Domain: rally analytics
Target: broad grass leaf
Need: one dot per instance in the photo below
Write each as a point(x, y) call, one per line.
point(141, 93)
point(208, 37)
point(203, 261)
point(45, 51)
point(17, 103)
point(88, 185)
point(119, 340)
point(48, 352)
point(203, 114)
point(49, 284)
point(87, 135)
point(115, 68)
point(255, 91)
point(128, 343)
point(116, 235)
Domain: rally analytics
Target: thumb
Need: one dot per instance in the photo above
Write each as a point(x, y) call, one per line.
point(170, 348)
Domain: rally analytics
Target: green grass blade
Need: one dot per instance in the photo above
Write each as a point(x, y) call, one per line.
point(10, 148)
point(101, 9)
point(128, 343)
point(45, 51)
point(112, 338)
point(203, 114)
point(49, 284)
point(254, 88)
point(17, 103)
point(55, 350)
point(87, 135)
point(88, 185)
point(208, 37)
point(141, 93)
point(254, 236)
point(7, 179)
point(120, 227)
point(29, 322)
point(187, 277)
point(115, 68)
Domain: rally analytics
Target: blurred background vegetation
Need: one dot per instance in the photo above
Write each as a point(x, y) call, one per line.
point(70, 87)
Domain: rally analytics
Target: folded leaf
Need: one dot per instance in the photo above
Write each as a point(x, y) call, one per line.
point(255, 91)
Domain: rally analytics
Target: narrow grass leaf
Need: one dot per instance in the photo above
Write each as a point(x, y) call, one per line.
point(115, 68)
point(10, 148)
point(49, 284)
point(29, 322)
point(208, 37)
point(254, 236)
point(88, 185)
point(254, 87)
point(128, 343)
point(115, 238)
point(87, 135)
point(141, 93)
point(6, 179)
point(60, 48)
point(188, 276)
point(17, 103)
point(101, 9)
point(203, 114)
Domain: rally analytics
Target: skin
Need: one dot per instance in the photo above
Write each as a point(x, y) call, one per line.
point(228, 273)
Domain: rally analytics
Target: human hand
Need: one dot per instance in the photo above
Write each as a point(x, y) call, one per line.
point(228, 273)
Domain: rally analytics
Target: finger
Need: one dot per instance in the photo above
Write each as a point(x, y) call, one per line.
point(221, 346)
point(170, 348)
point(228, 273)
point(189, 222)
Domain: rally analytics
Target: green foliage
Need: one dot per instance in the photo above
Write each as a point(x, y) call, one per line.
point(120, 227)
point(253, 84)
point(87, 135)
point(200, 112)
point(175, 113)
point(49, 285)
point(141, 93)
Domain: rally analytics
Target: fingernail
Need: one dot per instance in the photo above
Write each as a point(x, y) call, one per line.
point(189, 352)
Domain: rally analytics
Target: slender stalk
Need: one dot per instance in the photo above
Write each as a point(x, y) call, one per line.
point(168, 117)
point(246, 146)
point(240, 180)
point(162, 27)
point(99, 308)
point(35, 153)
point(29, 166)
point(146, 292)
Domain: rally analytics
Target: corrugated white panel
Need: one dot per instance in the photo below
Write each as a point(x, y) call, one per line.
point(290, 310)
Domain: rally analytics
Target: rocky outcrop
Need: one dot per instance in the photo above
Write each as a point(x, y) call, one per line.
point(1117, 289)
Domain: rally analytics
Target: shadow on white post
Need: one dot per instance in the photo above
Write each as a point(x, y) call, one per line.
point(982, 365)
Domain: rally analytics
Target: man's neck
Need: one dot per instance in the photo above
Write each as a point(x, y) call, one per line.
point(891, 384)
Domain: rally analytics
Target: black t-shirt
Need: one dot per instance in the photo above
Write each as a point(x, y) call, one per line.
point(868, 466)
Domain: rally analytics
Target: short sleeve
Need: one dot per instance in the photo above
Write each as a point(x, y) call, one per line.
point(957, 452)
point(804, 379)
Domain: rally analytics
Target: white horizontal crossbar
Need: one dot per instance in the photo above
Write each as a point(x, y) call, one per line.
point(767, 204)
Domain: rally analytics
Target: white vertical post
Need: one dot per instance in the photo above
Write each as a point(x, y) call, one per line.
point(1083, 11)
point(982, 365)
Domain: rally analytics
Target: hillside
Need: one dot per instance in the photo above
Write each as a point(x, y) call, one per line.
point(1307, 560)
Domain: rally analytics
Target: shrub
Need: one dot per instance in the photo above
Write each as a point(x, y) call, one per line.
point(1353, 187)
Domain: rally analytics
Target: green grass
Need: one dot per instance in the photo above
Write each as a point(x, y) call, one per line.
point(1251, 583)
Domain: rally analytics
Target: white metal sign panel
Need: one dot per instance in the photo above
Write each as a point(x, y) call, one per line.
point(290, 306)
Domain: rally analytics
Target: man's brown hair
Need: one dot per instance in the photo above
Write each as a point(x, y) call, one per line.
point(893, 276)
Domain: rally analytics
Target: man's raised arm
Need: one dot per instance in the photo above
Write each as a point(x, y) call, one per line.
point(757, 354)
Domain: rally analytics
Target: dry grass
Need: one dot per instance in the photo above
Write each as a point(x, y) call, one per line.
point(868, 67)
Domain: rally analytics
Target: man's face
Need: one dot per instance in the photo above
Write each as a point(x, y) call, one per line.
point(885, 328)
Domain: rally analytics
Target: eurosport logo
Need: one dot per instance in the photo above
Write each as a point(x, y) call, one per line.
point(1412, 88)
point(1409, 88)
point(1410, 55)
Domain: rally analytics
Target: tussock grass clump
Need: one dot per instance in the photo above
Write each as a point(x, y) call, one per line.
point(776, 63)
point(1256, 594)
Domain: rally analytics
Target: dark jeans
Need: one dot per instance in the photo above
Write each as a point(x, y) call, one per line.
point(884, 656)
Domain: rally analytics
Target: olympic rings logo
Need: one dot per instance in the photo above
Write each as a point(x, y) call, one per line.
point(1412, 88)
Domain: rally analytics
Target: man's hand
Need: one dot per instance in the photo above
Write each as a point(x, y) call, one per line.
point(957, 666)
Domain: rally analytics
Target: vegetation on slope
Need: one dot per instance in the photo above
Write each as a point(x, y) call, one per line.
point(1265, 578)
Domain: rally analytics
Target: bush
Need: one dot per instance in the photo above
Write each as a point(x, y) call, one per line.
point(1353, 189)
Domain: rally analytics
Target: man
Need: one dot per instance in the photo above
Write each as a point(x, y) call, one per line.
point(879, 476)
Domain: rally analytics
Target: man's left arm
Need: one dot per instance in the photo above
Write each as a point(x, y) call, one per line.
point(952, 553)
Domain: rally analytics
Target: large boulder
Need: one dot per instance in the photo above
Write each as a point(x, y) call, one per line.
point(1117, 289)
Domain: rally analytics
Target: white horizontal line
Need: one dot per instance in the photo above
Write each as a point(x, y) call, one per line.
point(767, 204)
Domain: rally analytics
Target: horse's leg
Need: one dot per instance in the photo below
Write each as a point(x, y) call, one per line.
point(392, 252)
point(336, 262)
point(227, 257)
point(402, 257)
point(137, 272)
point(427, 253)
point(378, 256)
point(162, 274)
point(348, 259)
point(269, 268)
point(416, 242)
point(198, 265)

[Task objective] Your answer should be the lines above that contain the word "panel", copied out.

[Worked solution]
Target: corrugated white panel
Target: white metal sign panel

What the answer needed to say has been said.